Give back every line of the data below exactly.
** Data listing follows **
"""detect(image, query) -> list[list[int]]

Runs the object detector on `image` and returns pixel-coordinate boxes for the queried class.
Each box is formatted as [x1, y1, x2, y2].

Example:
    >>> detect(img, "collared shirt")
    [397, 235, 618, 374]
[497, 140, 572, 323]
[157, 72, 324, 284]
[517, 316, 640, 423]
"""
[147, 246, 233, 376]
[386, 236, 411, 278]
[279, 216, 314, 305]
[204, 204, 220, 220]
** End of Data listing **
> **Result**:
"""detect(image, query) -> list[list[int]]

Runs the object detector on `image` and returns pixel-coordinate boxes for the queried class.
Each box is formatted as [x1, y1, x2, y2].

Example:
    >>> detect(img, "collared shirt")
    [397, 235, 618, 374]
[497, 140, 572, 323]
[157, 72, 324, 284]
[517, 316, 640, 423]
"""
[147, 246, 233, 376]
[386, 236, 411, 278]
[279, 216, 314, 305]
[204, 204, 220, 220]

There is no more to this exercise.